Provided data section start

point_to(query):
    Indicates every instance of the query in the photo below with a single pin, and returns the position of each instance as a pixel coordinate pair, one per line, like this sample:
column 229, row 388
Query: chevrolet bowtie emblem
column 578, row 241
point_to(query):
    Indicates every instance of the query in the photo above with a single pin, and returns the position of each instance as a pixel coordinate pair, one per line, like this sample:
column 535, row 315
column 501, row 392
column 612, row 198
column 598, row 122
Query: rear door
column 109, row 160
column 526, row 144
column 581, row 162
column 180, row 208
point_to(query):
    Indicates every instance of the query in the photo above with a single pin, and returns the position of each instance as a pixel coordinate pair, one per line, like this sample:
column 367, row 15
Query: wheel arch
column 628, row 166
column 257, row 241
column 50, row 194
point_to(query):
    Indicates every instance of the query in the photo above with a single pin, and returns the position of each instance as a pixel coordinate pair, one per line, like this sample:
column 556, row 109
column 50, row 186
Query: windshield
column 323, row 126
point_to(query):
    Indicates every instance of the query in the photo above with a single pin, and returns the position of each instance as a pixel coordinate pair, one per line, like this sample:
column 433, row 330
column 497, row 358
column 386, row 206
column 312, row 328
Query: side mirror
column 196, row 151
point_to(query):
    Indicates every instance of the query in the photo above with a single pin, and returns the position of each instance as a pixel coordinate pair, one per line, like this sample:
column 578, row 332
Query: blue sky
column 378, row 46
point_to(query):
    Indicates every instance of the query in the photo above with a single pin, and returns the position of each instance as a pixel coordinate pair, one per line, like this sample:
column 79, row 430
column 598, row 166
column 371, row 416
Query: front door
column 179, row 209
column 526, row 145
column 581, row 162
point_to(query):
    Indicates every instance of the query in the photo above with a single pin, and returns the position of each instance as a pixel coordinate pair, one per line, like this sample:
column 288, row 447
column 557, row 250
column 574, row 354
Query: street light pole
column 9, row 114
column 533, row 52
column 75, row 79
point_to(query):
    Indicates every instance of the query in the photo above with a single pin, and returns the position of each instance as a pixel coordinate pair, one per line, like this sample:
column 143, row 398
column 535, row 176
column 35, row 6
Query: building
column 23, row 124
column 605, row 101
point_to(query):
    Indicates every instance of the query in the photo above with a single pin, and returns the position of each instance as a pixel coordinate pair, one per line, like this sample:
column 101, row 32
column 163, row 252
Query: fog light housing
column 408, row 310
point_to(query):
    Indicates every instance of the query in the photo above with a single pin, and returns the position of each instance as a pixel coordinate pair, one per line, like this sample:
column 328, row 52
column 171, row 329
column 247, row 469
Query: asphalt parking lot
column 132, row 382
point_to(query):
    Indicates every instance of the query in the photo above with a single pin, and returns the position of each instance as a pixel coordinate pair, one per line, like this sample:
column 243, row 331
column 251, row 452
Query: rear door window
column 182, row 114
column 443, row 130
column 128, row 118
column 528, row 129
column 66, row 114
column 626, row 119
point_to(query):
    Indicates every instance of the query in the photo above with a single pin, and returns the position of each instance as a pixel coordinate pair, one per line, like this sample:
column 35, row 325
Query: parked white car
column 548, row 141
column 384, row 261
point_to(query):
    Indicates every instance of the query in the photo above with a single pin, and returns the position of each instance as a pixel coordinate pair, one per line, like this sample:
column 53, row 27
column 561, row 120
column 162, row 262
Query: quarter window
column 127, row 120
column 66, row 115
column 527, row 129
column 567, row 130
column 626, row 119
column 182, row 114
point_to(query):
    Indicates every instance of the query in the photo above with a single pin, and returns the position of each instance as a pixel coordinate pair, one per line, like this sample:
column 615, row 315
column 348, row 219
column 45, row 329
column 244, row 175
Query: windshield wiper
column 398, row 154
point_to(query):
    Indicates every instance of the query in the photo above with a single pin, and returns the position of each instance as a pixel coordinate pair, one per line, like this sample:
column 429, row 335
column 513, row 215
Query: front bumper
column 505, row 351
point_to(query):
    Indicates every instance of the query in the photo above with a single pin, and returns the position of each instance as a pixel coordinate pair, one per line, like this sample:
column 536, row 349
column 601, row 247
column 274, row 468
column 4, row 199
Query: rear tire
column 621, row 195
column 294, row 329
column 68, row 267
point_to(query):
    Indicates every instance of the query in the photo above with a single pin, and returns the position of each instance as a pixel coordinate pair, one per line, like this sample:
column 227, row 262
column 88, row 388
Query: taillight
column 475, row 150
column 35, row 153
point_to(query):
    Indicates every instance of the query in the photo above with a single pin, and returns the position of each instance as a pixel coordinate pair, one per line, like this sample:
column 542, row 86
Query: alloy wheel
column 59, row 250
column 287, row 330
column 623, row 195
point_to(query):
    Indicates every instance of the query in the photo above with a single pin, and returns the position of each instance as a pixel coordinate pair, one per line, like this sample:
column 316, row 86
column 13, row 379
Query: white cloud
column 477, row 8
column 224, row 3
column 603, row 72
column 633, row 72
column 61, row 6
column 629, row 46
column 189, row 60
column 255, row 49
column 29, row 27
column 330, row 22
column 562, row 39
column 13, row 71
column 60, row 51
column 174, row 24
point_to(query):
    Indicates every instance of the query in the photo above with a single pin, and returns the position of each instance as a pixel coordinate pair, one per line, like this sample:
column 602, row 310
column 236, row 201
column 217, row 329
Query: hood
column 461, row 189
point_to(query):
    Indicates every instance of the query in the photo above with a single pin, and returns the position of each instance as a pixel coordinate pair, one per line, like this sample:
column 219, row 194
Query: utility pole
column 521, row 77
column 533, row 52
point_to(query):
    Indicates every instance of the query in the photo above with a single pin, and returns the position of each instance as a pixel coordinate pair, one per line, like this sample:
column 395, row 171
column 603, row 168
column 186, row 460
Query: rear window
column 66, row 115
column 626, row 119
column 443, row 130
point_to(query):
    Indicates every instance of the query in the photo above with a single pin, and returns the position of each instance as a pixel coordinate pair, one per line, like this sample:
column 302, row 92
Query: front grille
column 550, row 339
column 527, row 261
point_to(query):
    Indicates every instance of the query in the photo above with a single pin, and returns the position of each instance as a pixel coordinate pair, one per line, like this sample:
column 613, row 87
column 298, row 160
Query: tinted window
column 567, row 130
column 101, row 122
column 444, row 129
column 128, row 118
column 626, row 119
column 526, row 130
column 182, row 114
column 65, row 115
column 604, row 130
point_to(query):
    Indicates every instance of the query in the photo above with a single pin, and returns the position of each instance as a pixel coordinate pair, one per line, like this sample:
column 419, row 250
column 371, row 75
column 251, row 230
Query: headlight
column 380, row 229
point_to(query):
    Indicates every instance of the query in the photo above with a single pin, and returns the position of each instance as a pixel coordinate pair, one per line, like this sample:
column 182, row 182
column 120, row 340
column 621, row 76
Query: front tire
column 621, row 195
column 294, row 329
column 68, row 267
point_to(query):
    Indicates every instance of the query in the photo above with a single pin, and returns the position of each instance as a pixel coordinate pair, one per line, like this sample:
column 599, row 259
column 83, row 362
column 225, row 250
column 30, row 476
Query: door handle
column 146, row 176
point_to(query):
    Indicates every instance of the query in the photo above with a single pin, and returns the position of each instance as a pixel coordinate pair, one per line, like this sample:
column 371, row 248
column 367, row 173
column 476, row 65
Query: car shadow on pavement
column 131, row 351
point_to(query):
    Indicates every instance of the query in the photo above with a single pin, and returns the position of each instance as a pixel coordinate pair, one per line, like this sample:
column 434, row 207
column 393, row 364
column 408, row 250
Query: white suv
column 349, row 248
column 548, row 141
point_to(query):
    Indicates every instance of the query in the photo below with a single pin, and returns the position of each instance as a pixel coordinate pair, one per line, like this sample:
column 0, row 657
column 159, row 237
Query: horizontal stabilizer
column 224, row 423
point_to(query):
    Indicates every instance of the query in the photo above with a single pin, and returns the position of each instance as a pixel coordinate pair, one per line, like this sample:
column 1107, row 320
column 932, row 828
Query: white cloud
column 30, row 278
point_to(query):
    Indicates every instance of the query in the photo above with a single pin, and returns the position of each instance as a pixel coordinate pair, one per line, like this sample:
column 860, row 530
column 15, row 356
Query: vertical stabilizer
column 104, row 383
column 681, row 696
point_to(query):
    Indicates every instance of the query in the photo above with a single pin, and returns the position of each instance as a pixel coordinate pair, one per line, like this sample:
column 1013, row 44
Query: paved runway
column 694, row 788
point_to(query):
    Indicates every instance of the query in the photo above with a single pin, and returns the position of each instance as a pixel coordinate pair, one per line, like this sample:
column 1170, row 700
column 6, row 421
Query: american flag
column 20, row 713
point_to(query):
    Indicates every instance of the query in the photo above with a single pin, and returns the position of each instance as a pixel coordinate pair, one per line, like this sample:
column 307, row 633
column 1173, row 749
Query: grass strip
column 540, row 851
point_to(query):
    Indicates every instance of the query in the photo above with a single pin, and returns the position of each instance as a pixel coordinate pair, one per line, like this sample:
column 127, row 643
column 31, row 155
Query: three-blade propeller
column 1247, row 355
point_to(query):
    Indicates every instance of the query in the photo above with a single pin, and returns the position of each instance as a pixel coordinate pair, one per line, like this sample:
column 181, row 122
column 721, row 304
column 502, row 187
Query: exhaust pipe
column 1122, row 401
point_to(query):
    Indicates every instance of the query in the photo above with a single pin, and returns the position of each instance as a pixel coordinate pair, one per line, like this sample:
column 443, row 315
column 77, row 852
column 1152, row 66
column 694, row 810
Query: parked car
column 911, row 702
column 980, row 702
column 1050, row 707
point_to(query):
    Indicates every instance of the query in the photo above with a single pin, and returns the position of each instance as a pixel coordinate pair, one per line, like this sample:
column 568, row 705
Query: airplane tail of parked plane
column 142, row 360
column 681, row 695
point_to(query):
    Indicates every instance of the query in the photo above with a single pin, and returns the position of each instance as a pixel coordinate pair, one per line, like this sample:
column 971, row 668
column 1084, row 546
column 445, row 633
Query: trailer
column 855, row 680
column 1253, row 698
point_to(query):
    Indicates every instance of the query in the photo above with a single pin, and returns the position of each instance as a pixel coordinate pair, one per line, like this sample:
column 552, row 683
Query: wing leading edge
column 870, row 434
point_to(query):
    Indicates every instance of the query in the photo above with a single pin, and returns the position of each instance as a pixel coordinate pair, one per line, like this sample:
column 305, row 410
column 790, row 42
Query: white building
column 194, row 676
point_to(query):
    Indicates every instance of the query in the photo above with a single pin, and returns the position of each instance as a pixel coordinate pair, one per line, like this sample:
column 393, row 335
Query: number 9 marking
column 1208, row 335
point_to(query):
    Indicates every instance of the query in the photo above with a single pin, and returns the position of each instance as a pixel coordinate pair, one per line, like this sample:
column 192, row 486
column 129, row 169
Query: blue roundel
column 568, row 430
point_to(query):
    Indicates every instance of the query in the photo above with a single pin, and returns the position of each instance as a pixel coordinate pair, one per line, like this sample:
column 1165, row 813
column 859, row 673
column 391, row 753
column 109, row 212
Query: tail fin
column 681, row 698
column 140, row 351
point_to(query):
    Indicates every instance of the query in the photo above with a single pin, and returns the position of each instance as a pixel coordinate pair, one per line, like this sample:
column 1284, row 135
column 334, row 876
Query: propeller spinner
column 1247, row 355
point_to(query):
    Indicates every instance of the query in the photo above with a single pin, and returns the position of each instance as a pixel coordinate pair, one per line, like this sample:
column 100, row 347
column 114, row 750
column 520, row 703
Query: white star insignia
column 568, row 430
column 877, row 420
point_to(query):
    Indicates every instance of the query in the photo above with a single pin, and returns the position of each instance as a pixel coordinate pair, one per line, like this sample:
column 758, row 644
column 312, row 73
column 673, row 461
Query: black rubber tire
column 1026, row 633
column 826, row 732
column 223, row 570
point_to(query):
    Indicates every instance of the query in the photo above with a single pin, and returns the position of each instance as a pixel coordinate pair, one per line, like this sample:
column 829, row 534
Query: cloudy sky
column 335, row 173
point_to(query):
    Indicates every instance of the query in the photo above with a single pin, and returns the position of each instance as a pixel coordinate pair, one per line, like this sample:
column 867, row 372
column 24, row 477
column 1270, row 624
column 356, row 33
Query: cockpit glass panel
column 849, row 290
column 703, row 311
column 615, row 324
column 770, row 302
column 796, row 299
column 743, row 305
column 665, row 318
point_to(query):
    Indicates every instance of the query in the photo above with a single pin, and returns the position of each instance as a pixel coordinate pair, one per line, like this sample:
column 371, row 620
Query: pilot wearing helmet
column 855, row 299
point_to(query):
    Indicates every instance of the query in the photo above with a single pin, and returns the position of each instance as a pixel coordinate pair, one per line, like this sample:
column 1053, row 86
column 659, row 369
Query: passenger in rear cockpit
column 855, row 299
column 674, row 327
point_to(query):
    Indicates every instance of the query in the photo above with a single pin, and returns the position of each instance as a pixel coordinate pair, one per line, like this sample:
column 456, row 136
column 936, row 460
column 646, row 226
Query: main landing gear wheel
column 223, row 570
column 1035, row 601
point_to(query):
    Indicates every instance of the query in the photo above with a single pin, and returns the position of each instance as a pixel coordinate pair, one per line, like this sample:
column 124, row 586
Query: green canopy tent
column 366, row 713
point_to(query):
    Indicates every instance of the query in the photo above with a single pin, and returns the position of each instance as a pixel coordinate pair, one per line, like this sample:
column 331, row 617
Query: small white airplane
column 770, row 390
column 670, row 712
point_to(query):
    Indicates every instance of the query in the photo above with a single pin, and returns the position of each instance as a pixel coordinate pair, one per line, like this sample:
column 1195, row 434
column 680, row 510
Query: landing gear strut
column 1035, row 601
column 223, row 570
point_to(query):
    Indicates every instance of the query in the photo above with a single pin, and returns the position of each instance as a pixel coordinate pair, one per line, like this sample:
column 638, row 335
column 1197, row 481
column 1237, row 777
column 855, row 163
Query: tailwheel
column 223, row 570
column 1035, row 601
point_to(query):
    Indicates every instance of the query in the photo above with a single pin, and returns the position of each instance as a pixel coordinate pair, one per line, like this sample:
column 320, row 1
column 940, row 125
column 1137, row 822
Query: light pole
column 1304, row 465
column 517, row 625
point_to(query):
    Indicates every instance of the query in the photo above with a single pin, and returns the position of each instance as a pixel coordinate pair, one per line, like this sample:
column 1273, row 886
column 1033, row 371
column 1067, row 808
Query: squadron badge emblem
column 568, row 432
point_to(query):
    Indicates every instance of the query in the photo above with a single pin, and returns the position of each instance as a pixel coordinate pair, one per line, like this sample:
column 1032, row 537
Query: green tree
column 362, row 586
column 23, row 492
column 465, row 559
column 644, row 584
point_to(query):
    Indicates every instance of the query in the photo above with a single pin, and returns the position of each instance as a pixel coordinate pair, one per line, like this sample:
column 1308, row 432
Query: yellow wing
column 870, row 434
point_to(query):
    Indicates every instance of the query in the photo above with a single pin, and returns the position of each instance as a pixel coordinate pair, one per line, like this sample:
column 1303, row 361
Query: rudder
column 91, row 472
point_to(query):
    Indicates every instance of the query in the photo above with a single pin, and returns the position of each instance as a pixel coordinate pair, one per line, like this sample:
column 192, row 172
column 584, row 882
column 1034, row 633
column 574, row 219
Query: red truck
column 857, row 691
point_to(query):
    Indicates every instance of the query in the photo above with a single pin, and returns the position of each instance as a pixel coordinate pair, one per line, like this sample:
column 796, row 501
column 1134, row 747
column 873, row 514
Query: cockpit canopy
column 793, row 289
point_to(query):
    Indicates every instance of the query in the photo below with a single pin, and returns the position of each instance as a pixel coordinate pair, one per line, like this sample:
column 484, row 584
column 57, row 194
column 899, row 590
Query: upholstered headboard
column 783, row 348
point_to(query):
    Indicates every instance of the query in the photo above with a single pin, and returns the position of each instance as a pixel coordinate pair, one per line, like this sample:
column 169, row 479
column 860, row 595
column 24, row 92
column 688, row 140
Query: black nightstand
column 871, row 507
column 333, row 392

Provided data section end

With the line holding "column 31, row 155" as the first and the line holding "column 502, row 187" as the last, set down that range of the entries above exactly, and nothing else.

column 31, row 155
Query: three-blade propeller
column 1247, row 355
point_to(query):
    Indicates every instance of the query in the photo above with a single pin, and returns the position of each instance as a pixel coordinate pair, one per line, like this sample:
column 181, row 122
column 721, row 304
column 502, row 187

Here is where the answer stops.